> [Data records]:
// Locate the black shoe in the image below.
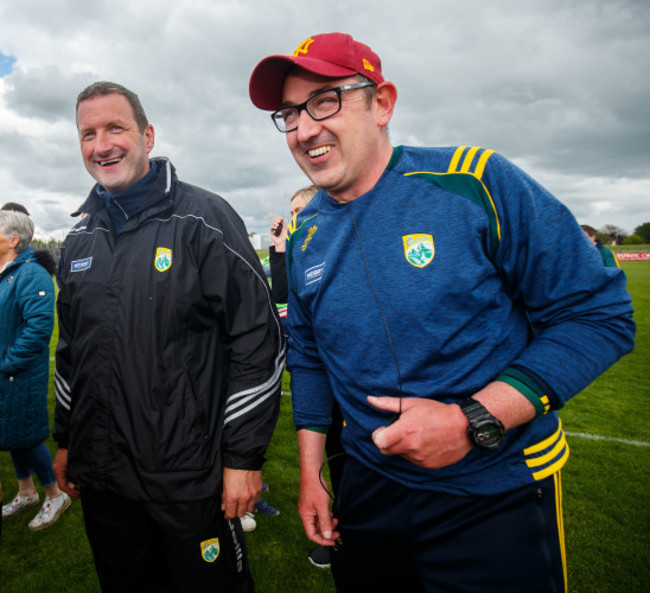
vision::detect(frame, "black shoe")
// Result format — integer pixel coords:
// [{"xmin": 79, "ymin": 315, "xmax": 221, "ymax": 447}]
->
[{"xmin": 309, "ymin": 546, "xmax": 332, "ymax": 568}]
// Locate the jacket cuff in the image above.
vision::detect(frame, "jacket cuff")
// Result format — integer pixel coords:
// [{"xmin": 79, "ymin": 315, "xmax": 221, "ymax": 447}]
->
[
  {"xmin": 496, "ymin": 367, "xmax": 551, "ymax": 418},
  {"xmin": 296, "ymin": 426, "xmax": 330, "ymax": 434},
  {"xmin": 223, "ymin": 453, "xmax": 266, "ymax": 471}
]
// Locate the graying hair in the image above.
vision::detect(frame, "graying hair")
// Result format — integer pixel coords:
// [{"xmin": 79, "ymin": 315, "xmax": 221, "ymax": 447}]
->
[
  {"xmin": 76, "ymin": 80, "xmax": 149, "ymax": 133},
  {"xmin": 0, "ymin": 210, "xmax": 34, "ymax": 253}
]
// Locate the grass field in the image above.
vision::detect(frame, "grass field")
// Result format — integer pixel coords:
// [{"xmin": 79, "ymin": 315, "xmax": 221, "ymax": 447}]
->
[{"xmin": 0, "ymin": 262, "xmax": 650, "ymax": 593}]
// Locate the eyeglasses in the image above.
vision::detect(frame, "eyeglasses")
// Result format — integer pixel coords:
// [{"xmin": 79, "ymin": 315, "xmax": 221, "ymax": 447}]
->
[{"xmin": 271, "ymin": 81, "xmax": 375, "ymax": 134}]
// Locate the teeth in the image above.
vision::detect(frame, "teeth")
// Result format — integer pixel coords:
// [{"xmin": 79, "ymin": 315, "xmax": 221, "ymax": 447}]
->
[
  {"xmin": 99, "ymin": 157, "xmax": 122, "ymax": 167},
  {"xmin": 307, "ymin": 146, "xmax": 332, "ymax": 157}
]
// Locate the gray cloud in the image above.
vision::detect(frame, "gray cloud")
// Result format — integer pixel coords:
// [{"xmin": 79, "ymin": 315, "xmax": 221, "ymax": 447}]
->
[{"xmin": 0, "ymin": 0, "xmax": 650, "ymax": 234}]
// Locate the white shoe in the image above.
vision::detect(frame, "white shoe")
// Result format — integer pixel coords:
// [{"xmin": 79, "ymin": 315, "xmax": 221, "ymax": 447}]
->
[
  {"xmin": 28, "ymin": 492, "xmax": 70, "ymax": 531},
  {"xmin": 239, "ymin": 513, "xmax": 257, "ymax": 533},
  {"xmin": 2, "ymin": 491, "xmax": 39, "ymax": 517}
]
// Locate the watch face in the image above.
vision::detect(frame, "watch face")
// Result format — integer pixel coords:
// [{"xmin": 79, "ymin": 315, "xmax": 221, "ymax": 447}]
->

> [Exercise description]: Write out all the records above again, swapping "Locate" for "Find" wherever it appears and leaving everything else unchanged. Omit the pictures.

> [Reply to the task]:
// Find the black shoe in the image below.
vision::detect(frame, "black shoe")
// Result format — integer pixel coords:
// [{"xmin": 79, "ymin": 315, "xmax": 221, "ymax": 447}]
->
[{"xmin": 309, "ymin": 546, "xmax": 332, "ymax": 568}]
// Find the jacket cuff in the image above.
vision::detect(frame, "jacket cuff")
// Result format — integer pixel coords:
// [{"xmin": 79, "ymin": 315, "xmax": 221, "ymax": 447}]
->
[
  {"xmin": 496, "ymin": 367, "xmax": 551, "ymax": 418},
  {"xmin": 296, "ymin": 426, "xmax": 330, "ymax": 434},
  {"xmin": 223, "ymin": 453, "xmax": 266, "ymax": 471}
]
// Find the graying hair in the image above.
vision::detect(frame, "graying hair")
// Result format — integer pixel coords:
// [{"xmin": 79, "ymin": 315, "xmax": 221, "ymax": 447}]
->
[
  {"xmin": 76, "ymin": 80, "xmax": 149, "ymax": 133},
  {"xmin": 0, "ymin": 210, "xmax": 34, "ymax": 253}
]
// Find the grass field in the image above.
vision::detect(frame, "grass field")
// Result format — integer pixel coords:
// [{"xmin": 79, "ymin": 315, "xmax": 221, "ymax": 447}]
->
[{"xmin": 0, "ymin": 262, "xmax": 650, "ymax": 593}]
// Find the eyeglasses in the image above.
vision::detect(frame, "eyeglasses")
// Result format — integer pixel coords:
// [{"xmin": 79, "ymin": 315, "xmax": 221, "ymax": 447}]
->
[{"xmin": 271, "ymin": 81, "xmax": 375, "ymax": 134}]
// Find the teeth in the image above.
vision::detect(frame, "teeth")
// Result format — integer pixel coords:
// [{"xmin": 79, "ymin": 315, "xmax": 221, "ymax": 447}]
->
[
  {"xmin": 99, "ymin": 157, "xmax": 122, "ymax": 167},
  {"xmin": 307, "ymin": 146, "xmax": 332, "ymax": 157}
]
// Find the gray cloud in the image above.
vision::detect(frame, "gray cloud")
// Result format — integer pixel coords:
// [{"xmin": 79, "ymin": 315, "xmax": 221, "ymax": 447}]
->
[{"xmin": 0, "ymin": 0, "xmax": 650, "ymax": 234}]
// Find the white shoe in the image above.
vision::detect(frame, "white shoe")
// Result format — integer pixel coords:
// [{"xmin": 79, "ymin": 315, "xmax": 221, "ymax": 447}]
->
[
  {"xmin": 28, "ymin": 492, "xmax": 70, "ymax": 531},
  {"xmin": 239, "ymin": 513, "xmax": 257, "ymax": 533},
  {"xmin": 2, "ymin": 491, "xmax": 39, "ymax": 517}
]
// Find the watch face in the image above.
vision::detect(frame, "watch face")
// Result format — integer pixel coords:
// [{"xmin": 79, "ymin": 315, "xmax": 221, "ymax": 447}]
->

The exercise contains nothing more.